Your task is to transcribe all of the records exactly and leave out the pictures.

Working data:
================================

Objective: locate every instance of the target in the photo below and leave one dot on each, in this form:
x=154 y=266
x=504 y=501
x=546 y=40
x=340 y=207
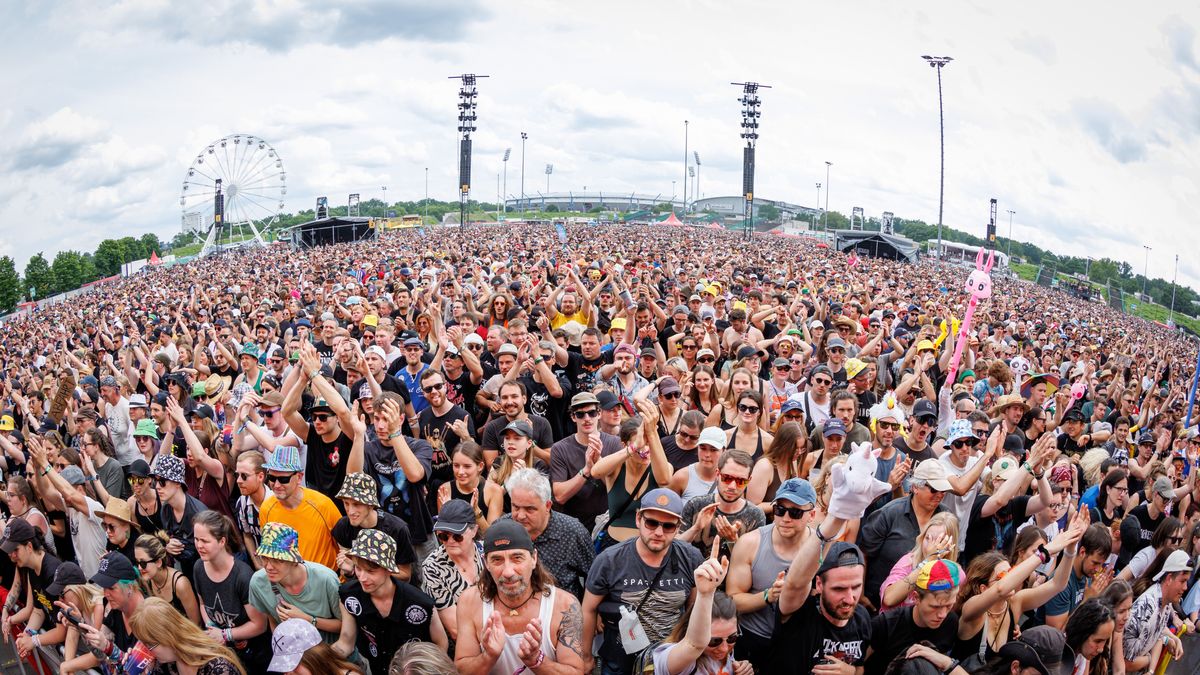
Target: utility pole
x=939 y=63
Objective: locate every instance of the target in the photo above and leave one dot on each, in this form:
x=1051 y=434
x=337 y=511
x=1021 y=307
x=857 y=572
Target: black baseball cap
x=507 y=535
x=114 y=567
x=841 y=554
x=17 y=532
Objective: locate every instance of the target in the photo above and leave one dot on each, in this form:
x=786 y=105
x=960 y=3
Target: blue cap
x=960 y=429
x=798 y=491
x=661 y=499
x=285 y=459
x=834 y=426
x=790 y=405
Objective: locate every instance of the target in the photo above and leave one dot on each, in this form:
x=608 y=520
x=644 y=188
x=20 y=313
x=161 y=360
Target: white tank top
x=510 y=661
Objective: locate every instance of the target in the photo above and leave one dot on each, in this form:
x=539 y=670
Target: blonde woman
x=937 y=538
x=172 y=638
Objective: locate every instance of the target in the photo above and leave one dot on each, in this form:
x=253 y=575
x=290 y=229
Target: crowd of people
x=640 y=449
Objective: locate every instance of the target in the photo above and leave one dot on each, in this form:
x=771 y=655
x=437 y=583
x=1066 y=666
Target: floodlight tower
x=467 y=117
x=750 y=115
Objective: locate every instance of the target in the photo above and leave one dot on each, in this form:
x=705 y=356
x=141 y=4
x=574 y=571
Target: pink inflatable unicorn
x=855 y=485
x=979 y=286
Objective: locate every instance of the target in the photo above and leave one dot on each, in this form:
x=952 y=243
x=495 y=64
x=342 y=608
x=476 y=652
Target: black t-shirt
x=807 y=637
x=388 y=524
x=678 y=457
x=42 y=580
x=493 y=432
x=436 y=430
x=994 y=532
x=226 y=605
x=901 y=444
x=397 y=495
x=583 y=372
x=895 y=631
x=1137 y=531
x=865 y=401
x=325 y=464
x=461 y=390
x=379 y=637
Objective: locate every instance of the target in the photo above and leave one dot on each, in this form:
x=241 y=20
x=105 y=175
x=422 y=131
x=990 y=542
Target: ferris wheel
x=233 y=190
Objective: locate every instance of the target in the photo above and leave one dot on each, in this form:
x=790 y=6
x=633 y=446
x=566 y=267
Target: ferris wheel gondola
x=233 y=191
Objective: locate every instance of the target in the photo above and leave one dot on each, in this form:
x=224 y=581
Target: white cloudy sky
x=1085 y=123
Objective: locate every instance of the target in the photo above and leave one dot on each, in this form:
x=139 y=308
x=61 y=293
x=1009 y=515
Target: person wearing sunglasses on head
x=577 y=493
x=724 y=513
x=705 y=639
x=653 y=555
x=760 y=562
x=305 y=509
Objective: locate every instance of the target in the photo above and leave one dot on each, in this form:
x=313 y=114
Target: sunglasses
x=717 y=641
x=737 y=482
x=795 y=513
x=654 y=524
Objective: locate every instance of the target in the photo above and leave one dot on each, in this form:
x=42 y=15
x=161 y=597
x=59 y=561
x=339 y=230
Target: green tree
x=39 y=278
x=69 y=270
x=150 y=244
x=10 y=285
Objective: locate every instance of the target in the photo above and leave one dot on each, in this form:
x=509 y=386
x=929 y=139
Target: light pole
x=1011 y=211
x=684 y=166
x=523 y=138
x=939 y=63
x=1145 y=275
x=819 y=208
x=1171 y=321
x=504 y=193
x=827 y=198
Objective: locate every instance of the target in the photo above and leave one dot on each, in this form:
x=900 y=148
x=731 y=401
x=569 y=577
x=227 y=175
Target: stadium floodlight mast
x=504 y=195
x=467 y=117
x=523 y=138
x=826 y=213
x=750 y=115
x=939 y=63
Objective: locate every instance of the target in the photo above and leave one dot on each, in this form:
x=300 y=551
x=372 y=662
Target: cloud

================================

Expected answer:
Objective: locate every instance of the target in the photo below and leave one dot on each, in this form:
x=154 y=266
x=504 y=501
x=546 y=40
x=340 y=207
Target: utility pole
x=939 y=63
Objective: locate every instance of the target in the photo above and leave one dot on each, in this form:
x=1051 y=434
x=337 y=511
x=1021 y=307
x=857 y=572
Target: black baseball cap
x=507 y=535
x=114 y=567
x=841 y=554
x=17 y=532
Objective: locate every instance of the target in the photo above and leave one dot on each, in this form:
x=786 y=105
x=960 y=3
Target: blue cap
x=960 y=429
x=798 y=491
x=661 y=499
x=285 y=459
x=834 y=426
x=790 y=405
Objective: locate every instance of the target in the photo above and leave one dot on each, in this form:
x=608 y=520
x=644 y=188
x=20 y=313
x=161 y=360
Target: white tank top
x=510 y=661
Objective: locate every instance of the target in the photo above and leave one dot on each, in this form:
x=539 y=670
Target: blonde woman
x=937 y=538
x=172 y=638
Objective: locate every instance of the target in the photo above and leave one dot on each, in this form:
x=253 y=575
x=290 y=229
Target: crowd of people
x=640 y=449
Objective: locate every instance of the target in the photo above and leave one dot on each, in this form:
x=771 y=655
x=437 y=583
x=1066 y=666
Target: floodlight tower
x=467 y=117
x=750 y=115
Objective: locate every instance of the target in the photo above and leave one dot on each, in this form:
x=705 y=356
x=141 y=4
x=574 y=571
Target: pink inflatable unicorn
x=855 y=485
x=979 y=286
Objective: locate every instance of the target in the photo above and leave one dot on each, in this form:
x=952 y=243
x=495 y=64
x=342 y=608
x=476 y=652
Target: black t-shirt
x=807 y=637
x=388 y=524
x=678 y=457
x=42 y=580
x=493 y=432
x=436 y=430
x=994 y=532
x=226 y=605
x=901 y=444
x=397 y=495
x=583 y=372
x=895 y=631
x=1137 y=531
x=865 y=401
x=325 y=464
x=461 y=390
x=379 y=637
Objective: locate every instance of the target in the photo above and leave one dot on each, in this form:
x=241 y=20
x=105 y=175
x=422 y=131
x=990 y=542
Target: ferris wheel
x=233 y=190
Objective: locate every instance of the target in the photo above and leave one dot on each, in this form:
x=790 y=6
x=633 y=446
x=566 y=267
Target: ferris wheel gondola
x=233 y=191
Objective: locate every instance of the target in the photo above and leave one dot on each, in this form:
x=224 y=581
Target: white cloudy sky
x=1085 y=123
Objective: locate every instance of the target in the photo above and leave one dot on each, in this form:
x=139 y=308
x=61 y=293
x=1009 y=515
Target: person wearing sunglasses on head
x=577 y=493
x=724 y=513
x=705 y=639
x=653 y=555
x=760 y=562
x=305 y=509
Objective: locate every instance of the target in the photo above and leave one dot on each, in this form:
x=313 y=114
Target: sunglasses
x=717 y=641
x=737 y=482
x=795 y=513
x=654 y=524
Objective: locate every instance of the target in the photo above and leave one dot on each, in this form:
x=42 y=15
x=161 y=597
x=59 y=561
x=339 y=230
Target: green tree
x=39 y=278
x=69 y=270
x=150 y=244
x=10 y=285
Objective: locate every instance of the target in the photo above and leave one dot on each, in this form:
x=509 y=386
x=929 y=139
Target: light pole
x=1011 y=211
x=684 y=166
x=523 y=138
x=939 y=63
x=1145 y=275
x=819 y=208
x=1171 y=321
x=504 y=193
x=827 y=198
Objective: locate every instance of the target in the photo above and leave one dot on each, in this form:
x=900 y=148
x=731 y=401
x=569 y=577
x=227 y=175
Target: stadium floodlight mast
x=504 y=195
x=467 y=117
x=523 y=138
x=826 y=213
x=750 y=115
x=939 y=63
Objective: locate every instance of the target in the photo above and leave one dot on each, in this form:
x=300 y=551
x=372 y=662
Target: cloud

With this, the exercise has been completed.